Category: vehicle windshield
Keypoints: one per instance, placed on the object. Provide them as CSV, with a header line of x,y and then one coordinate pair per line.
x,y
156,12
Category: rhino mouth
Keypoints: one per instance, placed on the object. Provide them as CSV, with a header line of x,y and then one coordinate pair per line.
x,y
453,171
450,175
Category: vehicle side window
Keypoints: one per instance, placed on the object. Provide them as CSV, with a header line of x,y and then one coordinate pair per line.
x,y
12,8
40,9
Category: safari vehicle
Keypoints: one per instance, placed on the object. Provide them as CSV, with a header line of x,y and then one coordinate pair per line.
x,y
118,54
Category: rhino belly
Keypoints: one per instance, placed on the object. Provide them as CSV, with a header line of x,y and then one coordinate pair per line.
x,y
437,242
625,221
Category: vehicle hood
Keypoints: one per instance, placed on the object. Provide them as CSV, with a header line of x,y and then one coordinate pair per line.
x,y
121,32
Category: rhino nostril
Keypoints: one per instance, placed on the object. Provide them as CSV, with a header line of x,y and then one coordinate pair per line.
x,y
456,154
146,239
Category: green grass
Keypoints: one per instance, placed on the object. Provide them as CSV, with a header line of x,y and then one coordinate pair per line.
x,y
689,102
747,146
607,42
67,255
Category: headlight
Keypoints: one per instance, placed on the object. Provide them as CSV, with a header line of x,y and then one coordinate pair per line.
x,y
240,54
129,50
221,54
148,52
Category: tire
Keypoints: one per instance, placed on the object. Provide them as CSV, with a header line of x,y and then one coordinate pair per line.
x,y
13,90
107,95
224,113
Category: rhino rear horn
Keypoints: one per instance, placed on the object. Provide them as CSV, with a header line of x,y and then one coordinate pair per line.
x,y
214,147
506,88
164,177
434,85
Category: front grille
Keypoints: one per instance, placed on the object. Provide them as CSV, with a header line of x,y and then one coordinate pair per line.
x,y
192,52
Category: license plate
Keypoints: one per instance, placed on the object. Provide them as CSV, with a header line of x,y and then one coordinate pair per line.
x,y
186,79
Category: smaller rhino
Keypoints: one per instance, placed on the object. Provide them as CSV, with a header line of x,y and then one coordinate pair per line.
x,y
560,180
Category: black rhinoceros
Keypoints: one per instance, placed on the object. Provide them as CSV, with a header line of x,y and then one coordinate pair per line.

____

- TASK PROMPT:
Transcribe every line above, character for character.

- ANSWER TO THIS TASK:
Category: vehicle windshield
Keypoints: one per instance, placed on the object. Provide them as CSV, with a header line of x,y and then one coordinate pair per line.
x,y
156,12
Category: rhino mouth
Keypoints: one per instance, placed on the object. Provide them as CSV, with a header line of x,y and then one coordinate pair per line.
x,y
453,171
450,175
Category: vehicle side window
Keypoints: one per instance, placed on the object. Provide them as CSV, with a header line of x,y and then one coordinate pair per line.
x,y
12,8
40,9
Category: safari vehicle
Keypoints: one per instance, placed on the object. Provide them as CSV, with a header line of x,y and then one coordinate pair per line.
x,y
118,54
Category: rhino belly
Keypoints: one per instance, placed on the object. Provide them as CSV, with a header line of x,y and then one coordinate pair per line.
x,y
437,242
625,221
Category: vehicle hood
Keypoints: one per instance, placed on the object. Provide them as CSV, with a header line of x,y and then one coordinate pair per line.
x,y
121,32
Category: rhino nostril
Keypoints: one per instance, placed on the object. Provide them as CSV, with a header line of x,y and then one coordinate pair per line.
x,y
456,154
146,239
Category: green grass
Keypoints: one per instance, placed on the object. Provide them as CSV, with a header line of x,y and then one coordinate pair per line.
x,y
689,102
747,146
607,42
67,255
Category: headlight
Keypoints: one per instance, placed on the object. Provide them as CSV, with a header line of x,y and then one coordinate pair per line.
x,y
240,54
129,50
221,54
148,52
Category: tire
Keypoints: one per instance, placed on the object. Provide them as CSV, with a header line of x,y and then one coordinate pair per line.
x,y
13,90
107,95
224,113
Category: rhino rear horn
Keypoints: one per instance, placed on the object. Provide them as CSV, with a header line of x,y and then one coordinate pair per line.
x,y
214,147
506,88
164,177
434,85
Category: front grille
Keypoints: one per instance, placed on the object. Provide them as CSV, with a header line of x,y and then one coordinate pair per line.
x,y
192,52
Category: license plate
Keypoints: one per instance, placed on the object. Provide them as CSV, with a header line of x,y and then one coordinate pair per line.
x,y
186,79
Category: smaller rhino
Keypoints: one per instance, placed on the object. Provide them as CSV, with a header line of x,y and then one coordinate pair per line.
x,y
560,180
Category: black rhinoceros
Keypoints: one per instance, placed on the object. Provide them as CSV, with a header line of x,y and then one coordinate pair per line.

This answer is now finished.